Sort through the entries below and pull out lines containing the word "side".
::::::::
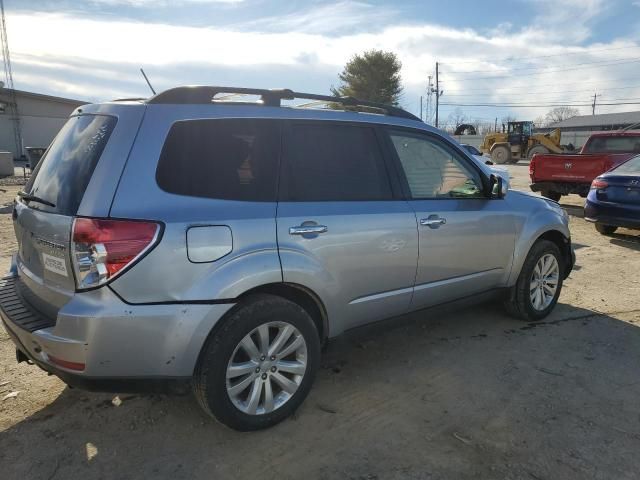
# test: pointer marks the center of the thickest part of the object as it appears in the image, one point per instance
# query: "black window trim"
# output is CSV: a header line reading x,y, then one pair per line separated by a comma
x,y
395,184
462,155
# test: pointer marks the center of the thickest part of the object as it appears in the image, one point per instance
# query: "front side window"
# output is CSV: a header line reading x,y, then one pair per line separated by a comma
x,y
330,162
230,159
434,170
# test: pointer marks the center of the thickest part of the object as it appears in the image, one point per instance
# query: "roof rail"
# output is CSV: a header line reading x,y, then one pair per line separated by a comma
x,y
631,127
269,98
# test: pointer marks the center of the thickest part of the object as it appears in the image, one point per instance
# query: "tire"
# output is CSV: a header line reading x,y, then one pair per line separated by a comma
x,y
605,229
501,154
520,303
550,194
536,149
230,402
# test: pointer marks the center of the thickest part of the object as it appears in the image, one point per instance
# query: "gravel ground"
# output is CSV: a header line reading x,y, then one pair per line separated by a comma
x,y
459,394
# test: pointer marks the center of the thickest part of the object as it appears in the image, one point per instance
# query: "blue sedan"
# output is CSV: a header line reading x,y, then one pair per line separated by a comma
x,y
614,198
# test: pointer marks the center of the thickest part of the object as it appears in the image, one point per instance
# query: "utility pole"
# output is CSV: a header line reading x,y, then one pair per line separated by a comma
x,y
437,95
593,105
8,74
427,116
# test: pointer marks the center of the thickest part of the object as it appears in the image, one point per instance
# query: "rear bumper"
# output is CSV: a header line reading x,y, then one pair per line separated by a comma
x,y
612,215
110,343
564,188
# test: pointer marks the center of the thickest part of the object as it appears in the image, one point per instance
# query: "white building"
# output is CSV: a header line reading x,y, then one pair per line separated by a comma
x,y
41,116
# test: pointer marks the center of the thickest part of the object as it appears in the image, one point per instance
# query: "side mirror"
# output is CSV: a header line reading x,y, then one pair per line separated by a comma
x,y
499,186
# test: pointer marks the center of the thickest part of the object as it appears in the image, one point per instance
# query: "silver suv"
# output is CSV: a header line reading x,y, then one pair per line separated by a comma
x,y
197,240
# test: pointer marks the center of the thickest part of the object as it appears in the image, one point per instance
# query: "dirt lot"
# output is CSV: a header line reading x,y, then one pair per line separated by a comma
::::::::
#### [RESULT]
# query: "front side window"
# query: "side mirror"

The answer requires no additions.